Give the listing below as a numbered list, from its first line up to and including the line with "left=0, top=0, right=850, bottom=217". Skip blank lines and leave out the pictures.
** start Data to process **
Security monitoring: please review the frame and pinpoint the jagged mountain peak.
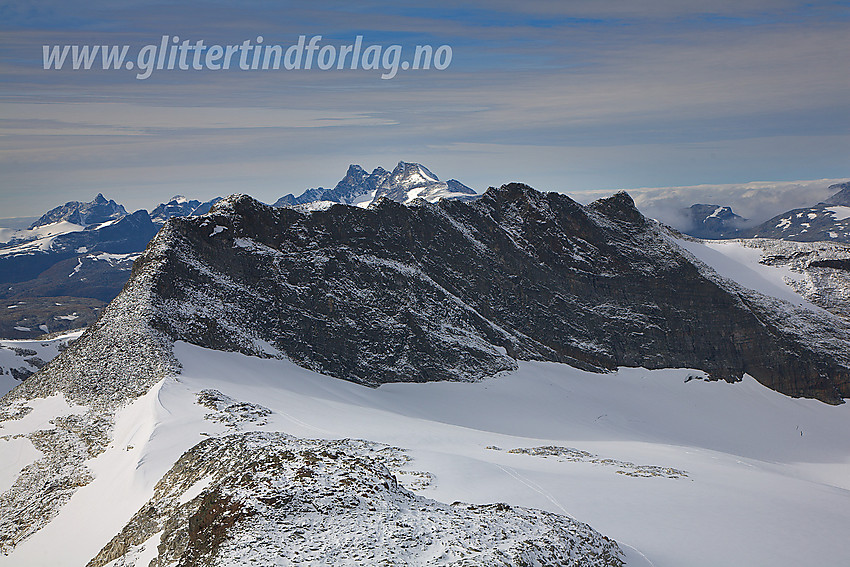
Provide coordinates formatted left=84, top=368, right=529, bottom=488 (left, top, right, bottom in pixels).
left=824, top=181, right=850, bottom=207
left=14, top=183, right=850, bottom=412
left=274, top=161, right=478, bottom=211
left=30, top=193, right=127, bottom=229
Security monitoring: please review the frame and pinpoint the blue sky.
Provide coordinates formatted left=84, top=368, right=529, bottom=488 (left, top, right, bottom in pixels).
left=0, top=0, right=850, bottom=217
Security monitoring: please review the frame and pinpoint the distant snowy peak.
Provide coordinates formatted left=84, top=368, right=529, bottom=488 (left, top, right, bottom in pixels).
left=682, top=203, right=747, bottom=239
left=151, top=195, right=221, bottom=225
left=274, top=161, right=479, bottom=207
left=30, top=193, right=127, bottom=229
left=151, top=195, right=201, bottom=224
left=375, top=161, right=476, bottom=204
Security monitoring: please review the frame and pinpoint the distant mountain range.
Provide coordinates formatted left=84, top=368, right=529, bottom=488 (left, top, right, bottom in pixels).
left=682, top=182, right=850, bottom=242
left=0, top=161, right=479, bottom=338
left=273, top=161, right=480, bottom=207
left=0, top=171, right=850, bottom=339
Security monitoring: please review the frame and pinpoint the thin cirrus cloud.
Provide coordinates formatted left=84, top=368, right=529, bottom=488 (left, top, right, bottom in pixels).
left=0, top=0, right=850, bottom=216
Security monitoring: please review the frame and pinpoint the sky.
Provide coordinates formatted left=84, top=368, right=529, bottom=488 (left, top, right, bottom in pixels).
left=0, top=0, right=850, bottom=222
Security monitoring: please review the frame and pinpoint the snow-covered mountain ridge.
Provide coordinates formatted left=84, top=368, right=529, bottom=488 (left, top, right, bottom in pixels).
left=0, top=184, right=850, bottom=565
left=274, top=161, right=479, bottom=207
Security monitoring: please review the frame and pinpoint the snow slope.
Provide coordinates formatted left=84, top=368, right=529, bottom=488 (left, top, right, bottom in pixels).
left=0, top=330, right=83, bottom=396
left=674, top=238, right=824, bottom=312
left=0, top=343, right=850, bottom=567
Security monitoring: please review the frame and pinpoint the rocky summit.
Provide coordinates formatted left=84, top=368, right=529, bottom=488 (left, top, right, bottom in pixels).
left=18, top=184, right=850, bottom=403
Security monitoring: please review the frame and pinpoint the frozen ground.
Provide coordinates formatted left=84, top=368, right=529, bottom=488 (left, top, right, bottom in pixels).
left=0, top=344, right=850, bottom=567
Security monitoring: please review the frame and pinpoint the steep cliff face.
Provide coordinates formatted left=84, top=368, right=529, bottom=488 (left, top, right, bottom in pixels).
left=16, top=184, right=850, bottom=408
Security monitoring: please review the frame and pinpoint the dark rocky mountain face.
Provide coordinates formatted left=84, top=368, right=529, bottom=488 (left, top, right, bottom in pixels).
left=25, top=184, right=850, bottom=402
left=30, top=193, right=127, bottom=228
left=682, top=204, right=747, bottom=239
left=739, top=204, right=850, bottom=242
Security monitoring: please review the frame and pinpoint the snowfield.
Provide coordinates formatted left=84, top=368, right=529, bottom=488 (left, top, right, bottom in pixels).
left=0, top=343, right=850, bottom=567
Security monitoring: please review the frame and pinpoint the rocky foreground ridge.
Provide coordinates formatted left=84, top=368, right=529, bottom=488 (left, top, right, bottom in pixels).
left=11, top=184, right=850, bottom=403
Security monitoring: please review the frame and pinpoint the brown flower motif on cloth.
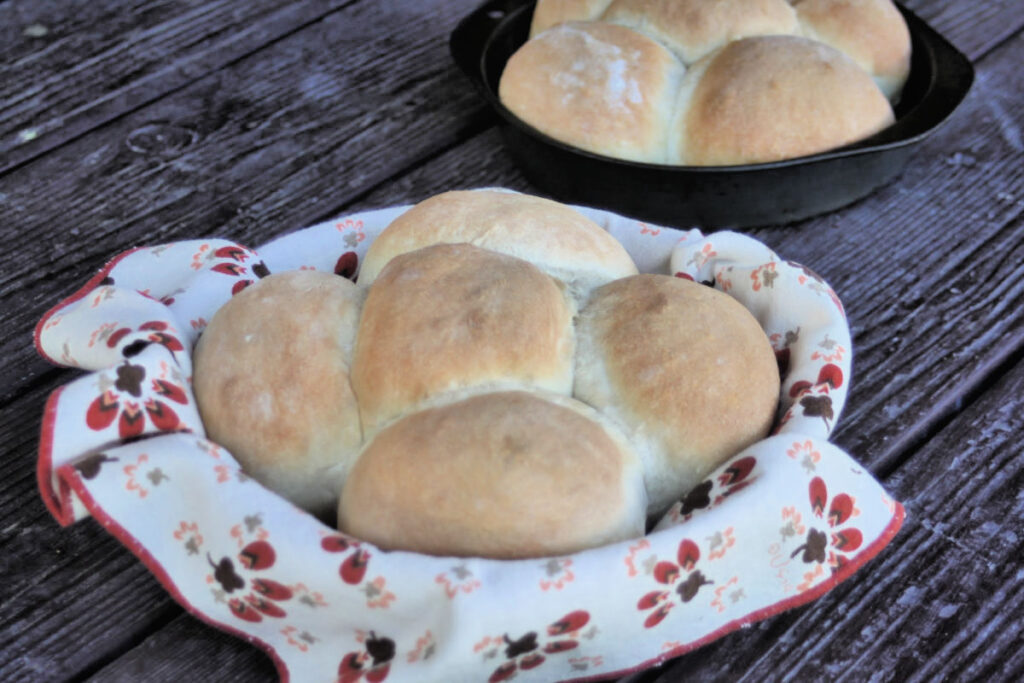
** end Data to process **
• _Response to this task_:
1. Security monitoring: please review the frame and pinpoint the jagged mountain peak.
2. Provide coordinates formatted left=84, top=368, right=529, bottom=488 (left, top, right, bottom in pixels).
3. left=824, top=181, right=850, bottom=207
4. left=14, top=183, right=850, bottom=412
5. left=274, top=161, right=478, bottom=211
6. left=30, top=193, right=127, bottom=229
7. Security monitoring: please review the frame and pinpoint the blue sky.
8. Provide coordinates formatted left=84, top=368, right=529, bottom=488 (left, top, right, bottom in pixels).
9. left=0, top=0, right=850, bottom=217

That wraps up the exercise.